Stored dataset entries
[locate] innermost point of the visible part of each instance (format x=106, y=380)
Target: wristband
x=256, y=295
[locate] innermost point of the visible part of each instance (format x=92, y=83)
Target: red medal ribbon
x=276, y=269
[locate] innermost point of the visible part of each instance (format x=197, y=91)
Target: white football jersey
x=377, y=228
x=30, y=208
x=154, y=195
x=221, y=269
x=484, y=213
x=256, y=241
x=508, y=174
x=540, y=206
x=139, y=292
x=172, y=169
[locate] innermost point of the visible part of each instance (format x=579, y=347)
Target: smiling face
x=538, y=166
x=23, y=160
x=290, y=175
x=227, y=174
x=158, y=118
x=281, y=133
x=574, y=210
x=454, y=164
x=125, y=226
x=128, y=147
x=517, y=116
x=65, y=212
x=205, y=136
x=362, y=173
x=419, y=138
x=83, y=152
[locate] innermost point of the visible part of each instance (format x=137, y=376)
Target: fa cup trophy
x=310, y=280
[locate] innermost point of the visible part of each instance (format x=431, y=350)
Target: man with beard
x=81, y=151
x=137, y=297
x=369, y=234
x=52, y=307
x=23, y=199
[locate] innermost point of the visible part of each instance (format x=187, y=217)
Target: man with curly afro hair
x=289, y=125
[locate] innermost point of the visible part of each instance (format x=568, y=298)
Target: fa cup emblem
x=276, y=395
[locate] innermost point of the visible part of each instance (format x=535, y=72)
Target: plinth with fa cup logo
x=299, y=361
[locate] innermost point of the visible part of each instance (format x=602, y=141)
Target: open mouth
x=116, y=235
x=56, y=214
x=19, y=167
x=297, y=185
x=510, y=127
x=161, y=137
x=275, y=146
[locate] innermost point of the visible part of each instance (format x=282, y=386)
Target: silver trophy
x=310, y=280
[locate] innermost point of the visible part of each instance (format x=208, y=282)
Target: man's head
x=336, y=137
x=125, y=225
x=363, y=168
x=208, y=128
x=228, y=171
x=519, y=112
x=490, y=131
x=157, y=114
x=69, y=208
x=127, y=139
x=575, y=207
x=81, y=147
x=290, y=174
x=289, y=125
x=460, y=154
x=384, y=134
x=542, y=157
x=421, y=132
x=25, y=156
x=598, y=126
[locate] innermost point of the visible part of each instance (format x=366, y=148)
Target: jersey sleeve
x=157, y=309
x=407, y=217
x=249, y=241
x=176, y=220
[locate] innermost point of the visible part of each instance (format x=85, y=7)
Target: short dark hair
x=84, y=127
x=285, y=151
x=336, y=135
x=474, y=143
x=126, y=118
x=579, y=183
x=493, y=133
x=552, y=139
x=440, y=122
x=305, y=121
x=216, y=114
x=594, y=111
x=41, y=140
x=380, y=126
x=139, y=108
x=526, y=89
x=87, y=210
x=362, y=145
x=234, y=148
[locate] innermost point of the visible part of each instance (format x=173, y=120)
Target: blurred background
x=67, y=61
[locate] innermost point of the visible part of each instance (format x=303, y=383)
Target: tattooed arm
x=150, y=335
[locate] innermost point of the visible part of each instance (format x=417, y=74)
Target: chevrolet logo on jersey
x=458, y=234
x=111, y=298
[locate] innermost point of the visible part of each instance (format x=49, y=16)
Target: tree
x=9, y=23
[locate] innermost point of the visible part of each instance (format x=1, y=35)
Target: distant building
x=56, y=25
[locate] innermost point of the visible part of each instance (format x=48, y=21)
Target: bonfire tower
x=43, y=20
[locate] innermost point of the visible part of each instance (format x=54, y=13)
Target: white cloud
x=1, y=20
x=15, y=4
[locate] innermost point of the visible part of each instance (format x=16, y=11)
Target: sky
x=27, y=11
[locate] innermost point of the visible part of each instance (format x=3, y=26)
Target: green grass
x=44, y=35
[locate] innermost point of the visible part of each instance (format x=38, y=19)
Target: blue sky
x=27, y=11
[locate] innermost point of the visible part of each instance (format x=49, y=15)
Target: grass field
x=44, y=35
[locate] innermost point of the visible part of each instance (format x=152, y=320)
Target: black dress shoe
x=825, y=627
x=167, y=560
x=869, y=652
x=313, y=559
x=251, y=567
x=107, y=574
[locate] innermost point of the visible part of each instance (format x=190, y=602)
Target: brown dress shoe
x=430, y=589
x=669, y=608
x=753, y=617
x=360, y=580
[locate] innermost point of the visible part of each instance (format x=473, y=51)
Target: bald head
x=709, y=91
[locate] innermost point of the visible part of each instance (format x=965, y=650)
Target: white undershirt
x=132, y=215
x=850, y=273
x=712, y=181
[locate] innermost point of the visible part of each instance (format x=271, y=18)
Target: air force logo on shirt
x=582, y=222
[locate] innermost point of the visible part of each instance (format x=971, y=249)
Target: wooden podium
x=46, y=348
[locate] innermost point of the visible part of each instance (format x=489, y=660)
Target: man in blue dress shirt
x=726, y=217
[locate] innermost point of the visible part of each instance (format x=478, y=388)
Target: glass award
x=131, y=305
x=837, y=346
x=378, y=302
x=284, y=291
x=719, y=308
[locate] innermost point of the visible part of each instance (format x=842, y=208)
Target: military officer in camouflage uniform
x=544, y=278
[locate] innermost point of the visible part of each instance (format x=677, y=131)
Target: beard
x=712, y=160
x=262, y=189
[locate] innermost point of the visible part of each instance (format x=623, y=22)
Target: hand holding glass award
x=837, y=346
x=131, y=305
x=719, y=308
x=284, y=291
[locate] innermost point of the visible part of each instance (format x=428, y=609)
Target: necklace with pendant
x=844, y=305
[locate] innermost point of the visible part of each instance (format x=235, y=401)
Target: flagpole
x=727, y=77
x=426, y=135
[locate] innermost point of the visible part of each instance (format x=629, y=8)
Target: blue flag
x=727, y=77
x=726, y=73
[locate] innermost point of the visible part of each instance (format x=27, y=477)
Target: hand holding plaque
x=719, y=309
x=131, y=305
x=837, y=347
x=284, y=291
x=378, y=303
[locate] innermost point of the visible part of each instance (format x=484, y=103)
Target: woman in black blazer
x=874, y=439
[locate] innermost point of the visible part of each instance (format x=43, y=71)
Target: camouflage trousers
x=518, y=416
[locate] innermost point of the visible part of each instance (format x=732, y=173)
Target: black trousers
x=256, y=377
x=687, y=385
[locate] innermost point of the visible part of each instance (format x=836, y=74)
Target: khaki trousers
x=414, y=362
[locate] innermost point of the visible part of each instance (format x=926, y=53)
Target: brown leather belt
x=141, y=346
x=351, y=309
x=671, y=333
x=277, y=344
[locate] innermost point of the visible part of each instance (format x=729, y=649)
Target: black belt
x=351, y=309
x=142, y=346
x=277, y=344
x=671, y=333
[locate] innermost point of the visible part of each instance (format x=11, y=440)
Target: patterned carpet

◆ Your task: Copy every one of the entries above word for word, changing nothing.

◆ The output:
[locate] innermost point of the visible part of each instance (format x=106, y=380)
Target: wristband
x=256, y=295
[locate] innermost point of the visible part of each instance (format x=92, y=83)
Target: red medal ribbon
x=276, y=269
[locate] innermost point of the visible part of each instance (format x=197, y=91)
Target: white football jersey
x=377, y=228
x=30, y=208
x=154, y=195
x=221, y=269
x=484, y=213
x=256, y=241
x=508, y=174
x=540, y=206
x=139, y=292
x=172, y=169
[locate] innermost point of the visible part of each instance (format x=579, y=347)
Target: smiling face
x=538, y=166
x=23, y=160
x=290, y=175
x=227, y=174
x=158, y=118
x=281, y=133
x=574, y=210
x=454, y=164
x=125, y=226
x=128, y=147
x=517, y=116
x=65, y=212
x=205, y=136
x=362, y=173
x=419, y=138
x=83, y=152
[locate] innermost point of the visible part of each instance (format x=137, y=376)
Target: fa cup trophy
x=310, y=280
[locate] innermost point of the visible part of each instance (format x=431, y=350)
Target: man with beard
x=81, y=151
x=137, y=297
x=369, y=234
x=52, y=307
x=23, y=199
[locate] innermost point of the visible part of each instance (format x=187, y=217)
Target: man with curly afro hair
x=289, y=125
[locate] innermost point of the visible part of each instance (format x=568, y=298)
Target: fa cup emblem
x=276, y=395
[locate] innermost point of the visible part of each instance (format x=535, y=72)
Target: plinth with fa cup logo
x=299, y=361
[locate] innermost point of the visible part of each instance (format x=602, y=141)
Target: open mouth
x=116, y=235
x=56, y=214
x=19, y=167
x=297, y=185
x=510, y=127
x=161, y=137
x=275, y=146
[locate] innermost point of the visible part of each instance (format x=282, y=386)
Target: silver trophy
x=310, y=280
[locate] innermost point of the visible part of each instance (format x=208, y=282)
Target: man's head
x=336, y=137
x=125, y=225
x=363, y=168
x=208, y=128
x=228, y=171
x=519, y=112
x=490, y=131
x=157, y=114
x=69, y=208
x=127, y=139
x=575, y=207
x=81, y=147
x=290, y=174
x=289, y=125
x=460, y=154
x=384, y=134
x=542, y=157
x=421, y=132
x=25, y=156
x=598, y=126
[locate] innermost point of the visible part of each instance (format x=366, y=148)
Target: jersey sleeve
x=157, y=309
x=407, y=217
x=249, y=241
x=176, y=220
[locate] innermost point of the visible part of each instance (format x=85, y=7)
Target: short dark hair
x=84, y=127
x=285, y=151
x=336, y=135
x=474, y=143
x=126, y=118
x=579, y=183
x=493, y=133
x=552, y=139
x=440, y=122
x=305, y=121
x=216, y=114
x=594, y=111
x=41, y=140
x=380, y=126
x=139, y=108
x=526, y=89
x=87, y=210
x=362, y=145
x=234, y=148
[locate] innermost point of the visible part of each instance (format x=173, y=120)
Target: blurred background
x=67, y=61
[locate] innermost point of the visible part of each instance (format x=303, y=383)
Target: tattooed arm
x=150, y=335
[locate] innermost point of the visible part of each instance (format x=417, y=74)
Target: chevrolet logo on jersey
x=458, y=234
x=111, y=298
[locate] innermost point of the visible part of each instance (format x=49, y=16)
Target: tree
x=9, y=23
[locate] innermost point of the visible part of each instance (format x=1, y=35)
Target: distant building
x=56, y=25
[locate] innermost point of the visible part of each instance (format x=48, y=21)
Target: bonfire tower
x=43, y=20
[locate] innermost point of the visible part of each instance (format x=54, y=13)
Target: white cloud
x=1, y=20
x=15, y=4
[locate] innermost point of the visible part of each instance (format x=16, y=11)
Target: sky
x=27, y=11
[locate] innermost point of the visible part of each instance (format x=3, y=26)
Target: green grass
x=44, y=35
[locate] innermost point of the visible part of each instance (format x=38, y=19)
Target: blue sky
x=27, y=11
[locate] innermost point of the visible part of each instance (format x=49, y=15)
Target: grass field
x=44, y=35
[locate] innermost point of the visible part of each instance (format x=152, y=320)
Target: black dress shoe
x=825, y=627
x=167, y=560
x=869, y=652
x=313, y=559
x=251, y=567
x=107, y=574
[locate] innermost point of the visible part of each instance (format x=190, y=602)
Target: brown dress shoe
x=430, y=589
x=669, y=608
x=753, y=617
x=360, y=580
[locate] innermost point of the visible part of each instance (format x=473, y=51)
Target: bald head
x=709, y=91
[locate] innermost point of the visible part of each instance (format x=965, y=650)
Target: white undershirt
x=132, y=215
x=850, y=273
x=712, y=181
[locate] innermost point of the visible part of each instance (format x=271, y=18)
Target: air force logo on shirt
x=582, y=222
[locate] innermost point of the visible part of each instance (format x=971, y=249)
Target: wooden podium
x=46, y=348
[locate] innermost point of the visible part of each instance (format x=489, y=660)
Target: man in blue dress shirt
x=726, y=217
[locate] innermost point of the visible part of each instance (format x=478, y=388)
Target: glass award
x=131, y=305
x=837, y=346
x=378, y=302
x=284, y=291
x=719, y=308
[locate] innermost point of the visible part of each instance (format x=842, y=208)
Target: military officer in camouflage uniform
x=544, y=278
[locate] innermost point of the visible part of each instance (format x=677, y=131)
Target: beard
x=712, y=160
x=262, y=189
[locate] innermost point of the visible part of each instance (format x=623, y=22)
Target: hand holding glass award
x=837, y=346
x=131, y=305
x=719, y=308
x=284, y=291
[locate] innermost point of the visible part of each instance (format x=428, y=609)
Target: necklace with pendant
x=844, y=305
[locate] innermost point of the visible part of each instance (format x=235, y=401)
Target: flagpole
x=727, y=77
x=426, y=135
[locate] innermost point of the visible part of each instance (format x=629, y=8)
Target: blue flag
x=727, y=77
x=726, y=73
[locate] innermost point of the visible part of each instance (format x=27, y=477)
Target: hand holding plaque
x=719, y=309
x=131, y=305
x=837, y=347
x=284, y=291
x=378, y=303
[locate] innermost point of the visible part of each instance (format x=484, y=103)
Target: woman in black blazer
x=874, y=439
[locate] innermost point of the visible part of each instance (format x=43, y=71)
Target: camouflage trousers
x=518, y=416
[locate] innermost point of the visible part of each instance (format x=732, y=173)
Target: black trousers
x=256, y=377
x=687, y=385
[locate] innermost point of the visible part of each instance (format x=836, y=74)
Target: khaki trousers
x=414, y=362
[locate] innermost point of the visible part of each instance (format x=926, y=53)
Target: brown leather belt
x=141, y=346
x=351, y=309
x=671, y=333
x=277, y=344
[locate] innermost point of the visible part of each instance (format x=729, y=649)
Target: black belt
x=351, y=309
x=142, y=346
x=277, y=344
x=671, y=333
[locate] innermost point of the visible part of each instance (format x=11, y=440)
Target: patterned carpet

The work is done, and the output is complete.